§ Exercise description
Each entry should be written out again exactly, so that nothing is lost.

══ Working data ══

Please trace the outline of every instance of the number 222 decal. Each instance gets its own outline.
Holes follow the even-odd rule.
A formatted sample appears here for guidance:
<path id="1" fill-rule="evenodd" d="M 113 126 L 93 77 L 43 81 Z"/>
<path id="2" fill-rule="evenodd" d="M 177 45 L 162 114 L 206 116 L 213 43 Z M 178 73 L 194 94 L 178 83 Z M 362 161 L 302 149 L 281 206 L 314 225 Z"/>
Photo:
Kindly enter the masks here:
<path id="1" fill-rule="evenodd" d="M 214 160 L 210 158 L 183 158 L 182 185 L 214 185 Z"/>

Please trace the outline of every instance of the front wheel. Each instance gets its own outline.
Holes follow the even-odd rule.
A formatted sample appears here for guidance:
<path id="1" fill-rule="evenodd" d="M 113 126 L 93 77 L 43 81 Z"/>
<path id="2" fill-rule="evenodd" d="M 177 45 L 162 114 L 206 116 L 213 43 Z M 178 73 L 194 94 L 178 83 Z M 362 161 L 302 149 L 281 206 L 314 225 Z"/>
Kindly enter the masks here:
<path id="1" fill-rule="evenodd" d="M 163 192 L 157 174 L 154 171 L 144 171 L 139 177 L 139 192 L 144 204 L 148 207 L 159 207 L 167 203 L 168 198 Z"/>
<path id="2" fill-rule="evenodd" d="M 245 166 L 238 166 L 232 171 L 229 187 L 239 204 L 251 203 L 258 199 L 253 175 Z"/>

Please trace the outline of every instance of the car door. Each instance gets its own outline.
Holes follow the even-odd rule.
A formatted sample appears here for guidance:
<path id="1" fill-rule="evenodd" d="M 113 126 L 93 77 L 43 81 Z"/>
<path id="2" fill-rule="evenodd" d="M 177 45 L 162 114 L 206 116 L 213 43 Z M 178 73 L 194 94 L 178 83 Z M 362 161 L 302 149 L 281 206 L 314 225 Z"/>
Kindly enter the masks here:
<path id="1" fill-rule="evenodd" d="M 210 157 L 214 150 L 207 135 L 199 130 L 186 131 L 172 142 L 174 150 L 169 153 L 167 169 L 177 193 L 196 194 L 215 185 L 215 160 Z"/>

═══

§ Exercise response
Please trace the outline of every instance of the number 222 decal. Each instance gets its own outline.
Holes follow the even-odd rule.
A formatted sample appears here for guidance:
<path id="1" fill-rule="evenodd" d="M 113 126 L 93 77 L 43 81 Z"/>
<path id="2" fill-rule="evenodd" d="M 177 45 L 162 114 L 206 116 L 213 43 Z M 178 73 L 194 94 L 178 83 Z M 362 161 L 302 149 L 281 206 L 314 225 Z"/>
Photo:
Kindly enter the masks here:
<path id="1" fill-rule="evenodd" d="M 214 160 L 210 158 L 183 158 L 182 185 L 214 185 Z"/>

Please trace the outline of every instance of the front wheel. Each instance gets its own outline.
Holes follow the even-odd rule.
A formatted sample appears here for guidance:
<path id="1" fill-rule="evenodd" d="M 113 126 L 93 77 L 43 81 Z"/>
<path id="2" fill-rule="evenodd" d="M 177 45 L 162 114 L 206 116 L 213 43 Z M 178 73 L 194 94 L 178 83 Z M 362 161 L 302 149 L 281 206 L 314 225 Z"/>
Kindly enter the masks here:
<path id="1" fill-rule="evenodd" d="M 163 192 L 157 174 L 154 171 L 144 171 L 139 177 L 139 192 L 144 204 L 148 207 L 159 207 L 167 203 L 168 198 Z"/>
<path id="2" fill-rule="evenodd" d="M 245 166 L 238 166 L 232 171 L 229 187 L 239 204 L 251 203 L 258 199 L 253 175 Z"/>

Please trace the outline of every instance of the car door. Each instance gets its own outline.
Holes follow the even-odd rule.
A formatted sample appears here for guidance:
<path id="1" fill-rule="evenodd" d="M 113 126 L 93 77 L 43 81 Z"/>
<path id="2" fill-rule="evenodd" d="M 177 45 L 162 114 L 206 116 L 213 43 Z M 178 73 L 194 94 L 178 83 Z M 362 161 L 302 149 L 281 206 L 314 225 Z"/>
Kindly enter the masks here:
<path id="1" fill-rule="evenodd" d="M 210 157 L 214 150 L 207 135 L 199 130 L 186 131 L 172 142 L 174 150 L 169 153 L 167 169 L 177 193 L 196 194 L 215 185 L 215 160 Z"/>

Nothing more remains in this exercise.